Page text =>
EU regulators threatened to sue Denmark, Finland and Hungary for blocking foreign sports-betting companies, saying the countries are protecting domestic companies from competition.

The European Commission in Brussels gave the countries two months to change their laws or they may be hauled to the EU's highest court, according to a statement today. The agency also repeated lower-level warnings to Germany and the Netherlands. The commission efforts add to pressure from EU courts on countries seeking to protect lotteries and state-run gaming monopolies from foreign competitors such as Stanley Leisure Plc and Ladbrokes Plc of the UK and Vienna-based Bwin Interactive Entertainment AG. Shares of several betting companies rose after the EU statement. „We hope these moves by the commission in response to our complaints will open up these markets to licensed and regulated competition, providing better value and choice for the consumer,” Ladbrokes spokesman Ciaran O'Brien said in a statement. „We will continue to campaign for similar measures in other markets.”

Germany and the Netherlands today received milder cautions, rather than a final notice issued to the three other countries, so the EU agency can consider recent changes to the law in those countries. The commission has also issued initial warnings in the past year to France, Italy, Austria and Sweden. Shares of Bwin rose €2.98, or 9.5%, to €34.50 in Vienna. Ladbrokes, the world's biggest publicly traded bookmaker, gained 3.5 pence, or 0.9%, to 408.5 pence in London. PartyGaming Plc, the world's largest Internet poker operator, rose 2 pence, or 4.7%, to 45 pence.

Given task A =>
Could you revise the rows in the stretch from "Mark the eroded" through "Target: hazy horizon", changing "pin" to "point" and leaving everything else unchanged?

Information provided =>
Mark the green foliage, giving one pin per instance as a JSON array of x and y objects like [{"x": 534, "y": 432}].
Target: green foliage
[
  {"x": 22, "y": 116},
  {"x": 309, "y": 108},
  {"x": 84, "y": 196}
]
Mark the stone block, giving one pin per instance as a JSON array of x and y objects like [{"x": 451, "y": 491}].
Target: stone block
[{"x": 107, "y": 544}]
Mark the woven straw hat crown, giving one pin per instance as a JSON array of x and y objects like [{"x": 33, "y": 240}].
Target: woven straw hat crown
* * *
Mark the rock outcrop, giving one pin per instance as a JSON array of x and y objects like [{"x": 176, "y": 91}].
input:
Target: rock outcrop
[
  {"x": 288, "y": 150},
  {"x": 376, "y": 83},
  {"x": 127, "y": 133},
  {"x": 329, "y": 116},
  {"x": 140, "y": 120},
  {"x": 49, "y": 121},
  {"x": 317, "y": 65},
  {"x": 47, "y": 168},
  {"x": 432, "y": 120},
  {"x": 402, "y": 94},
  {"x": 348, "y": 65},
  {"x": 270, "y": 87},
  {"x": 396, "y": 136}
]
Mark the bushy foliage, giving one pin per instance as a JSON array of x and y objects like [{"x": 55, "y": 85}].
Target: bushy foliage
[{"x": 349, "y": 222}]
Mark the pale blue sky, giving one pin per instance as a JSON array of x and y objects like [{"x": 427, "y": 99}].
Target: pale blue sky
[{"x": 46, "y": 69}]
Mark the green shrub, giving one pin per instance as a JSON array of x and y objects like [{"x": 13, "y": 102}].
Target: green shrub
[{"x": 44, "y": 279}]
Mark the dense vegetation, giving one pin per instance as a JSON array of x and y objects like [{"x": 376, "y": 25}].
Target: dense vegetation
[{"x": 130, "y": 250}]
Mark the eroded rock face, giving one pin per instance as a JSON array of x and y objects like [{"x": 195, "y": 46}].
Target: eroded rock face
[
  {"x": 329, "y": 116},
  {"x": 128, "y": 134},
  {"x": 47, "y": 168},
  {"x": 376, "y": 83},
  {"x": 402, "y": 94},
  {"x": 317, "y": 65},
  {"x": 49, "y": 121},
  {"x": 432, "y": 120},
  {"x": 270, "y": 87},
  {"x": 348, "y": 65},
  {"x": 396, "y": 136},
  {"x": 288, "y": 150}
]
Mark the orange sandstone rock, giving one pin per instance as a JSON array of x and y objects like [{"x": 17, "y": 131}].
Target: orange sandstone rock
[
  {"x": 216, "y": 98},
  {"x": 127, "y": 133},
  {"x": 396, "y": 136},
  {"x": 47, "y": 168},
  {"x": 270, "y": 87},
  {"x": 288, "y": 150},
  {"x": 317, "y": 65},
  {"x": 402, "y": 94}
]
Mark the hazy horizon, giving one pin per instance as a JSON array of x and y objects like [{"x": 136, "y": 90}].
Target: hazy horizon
...
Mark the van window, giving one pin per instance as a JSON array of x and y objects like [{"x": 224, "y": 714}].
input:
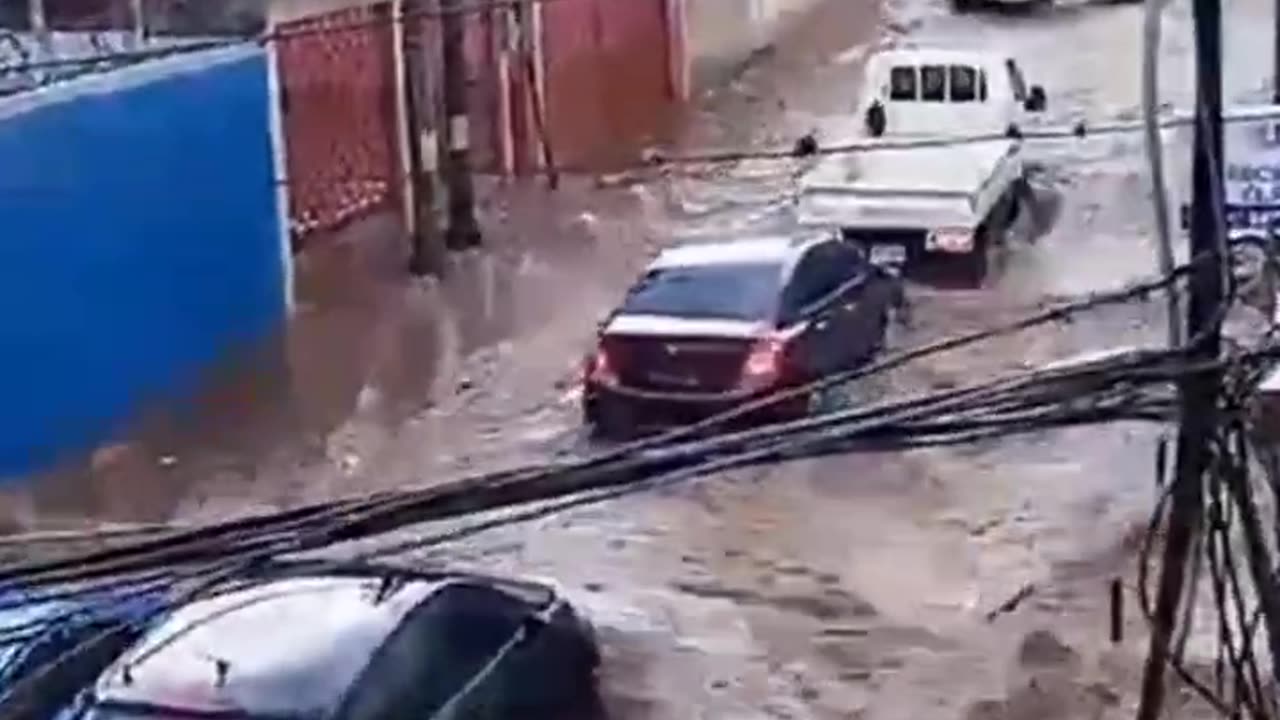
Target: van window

Given task B =>
Can you write out the whole article on EU sports-betting rules word for word?

Correct output A =>
Mark the eroded rock face, giving one point per instance as a JSON array of x and y objects like [{"x": 195, "y": 46}].
Target: eroded rock face
[
  {"x": 329, "y": 116},
  {"x": 128, "y": 134},
  {"x": 47, "y": 168},
  {"x": 376, "y": 83},
  {"x": 402, "y": 94},
  {"x": 317, "y": 65},
  {"x": 49, "y": 121},
  {"x": 432, "y": 120},
  {"x": 270, "y": 87},
  {"x": 348, "y": 65},
  {"x": 396, "y": 136},
  {"x": 288, "y": 150}
]
Mark the orange sandstone rock, giving one point per instance as a JSON array of x and y objects like [{"x": 17, "y": 131}].
Target: orange sandstone rock
[
  {"x": 216, "y": 98},
  {"x": 127, "y": 133},
  {"x": 396, "y": 136},
  {"x": 47, "y": 168},
  {"x": 270, "y": 87},
  {"x": 288, "y": 150},
  {"x": 317, "y": 65},
  {"x": 402, "y": 94}
]
Mark the hazy horizon, giving one point per instance as a JSON array of x and y objects like [{"x": 136, "y": 90}].
Target: hazy horizon

Correct output B =>
EU regulators threatened to sue Denmark, Finland and Hungary for blocking foreign sports-betting companies, saying the countries are protecting domestic companies from competition.

The European Commission in Brussels gave the countries two months to change their laws or they may be hauled to the EU's highest court, according to a statement today. The agency also repeated lower-level warnings to Germany and the Netherlands. The commission efforts add to pressure from EU courts on countries seeking to protect lotteries and state-run gaming monopolies from foreign competitors such as Stanley Leisure Plc and Ladbrokes Plc of the UK and Vienna-based Bwin Interactive Entertainment AG. Shares of several betting companies rose after the EU statement. „We hope these moves by the commission in response to our complaints will open up these markets to licensed and regulated competition, providing better value and choice for the consumer,” Ladbrokes spokesman Ciaran O'Brien said in a statement. „We will continue to campaign for similar measures in other markets.”

Germany and the Netherlands today received milder cautions, rather than a final notice issued to the three other countries, so the EU agency can consider recent changes to the law in those countries. The commission has also issued initial warnings in the past year to France, Italy, Austria and Sweden. Shares of Bwin rose €2.98, or 9.5%, to €34.50 in Vienna. Ladbrokes, the world's biggest publicly traded bookmaker, gained 3.5 pence, or 0.9%, to 408.5 pence in London. PartyGaming Plc, the world's largest Internet poker operator, rose 2 pence, or 4.7%, to 45 pence.